**EXERCISE DETAILS**
When a line below holds the string "hull", show that line.
- - -
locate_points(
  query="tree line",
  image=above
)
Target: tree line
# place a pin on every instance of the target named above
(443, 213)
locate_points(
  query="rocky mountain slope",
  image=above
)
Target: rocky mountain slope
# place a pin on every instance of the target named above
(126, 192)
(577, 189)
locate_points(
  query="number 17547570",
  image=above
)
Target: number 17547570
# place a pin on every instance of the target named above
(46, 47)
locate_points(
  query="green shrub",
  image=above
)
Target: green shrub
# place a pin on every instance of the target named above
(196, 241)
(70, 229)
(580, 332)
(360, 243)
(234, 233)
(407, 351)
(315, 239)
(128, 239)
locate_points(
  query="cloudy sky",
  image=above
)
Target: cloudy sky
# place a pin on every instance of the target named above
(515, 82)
- - -
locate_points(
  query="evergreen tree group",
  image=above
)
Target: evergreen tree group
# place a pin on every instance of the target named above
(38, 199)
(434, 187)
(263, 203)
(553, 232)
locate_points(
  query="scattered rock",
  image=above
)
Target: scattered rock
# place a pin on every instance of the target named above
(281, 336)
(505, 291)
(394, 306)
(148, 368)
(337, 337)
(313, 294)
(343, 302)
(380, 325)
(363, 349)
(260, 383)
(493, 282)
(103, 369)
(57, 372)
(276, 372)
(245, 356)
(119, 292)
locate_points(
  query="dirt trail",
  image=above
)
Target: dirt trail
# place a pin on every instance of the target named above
- - -
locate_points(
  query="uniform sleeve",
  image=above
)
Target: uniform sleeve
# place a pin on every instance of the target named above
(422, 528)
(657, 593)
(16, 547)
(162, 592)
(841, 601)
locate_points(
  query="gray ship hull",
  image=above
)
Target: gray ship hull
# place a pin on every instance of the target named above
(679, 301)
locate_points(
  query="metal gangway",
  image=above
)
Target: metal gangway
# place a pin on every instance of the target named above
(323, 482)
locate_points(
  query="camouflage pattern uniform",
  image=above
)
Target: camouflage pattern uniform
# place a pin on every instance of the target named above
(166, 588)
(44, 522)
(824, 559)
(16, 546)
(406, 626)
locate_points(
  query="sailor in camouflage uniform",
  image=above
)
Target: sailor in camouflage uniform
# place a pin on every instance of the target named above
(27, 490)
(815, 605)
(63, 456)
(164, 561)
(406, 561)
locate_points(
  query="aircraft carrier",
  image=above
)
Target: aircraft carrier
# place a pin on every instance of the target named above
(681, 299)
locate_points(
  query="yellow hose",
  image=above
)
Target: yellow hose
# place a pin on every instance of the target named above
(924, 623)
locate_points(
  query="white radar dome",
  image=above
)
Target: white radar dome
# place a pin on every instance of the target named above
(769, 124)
- - -
**TASK RESPONSE**
  query="gray ship hull",
Target: gray ship hull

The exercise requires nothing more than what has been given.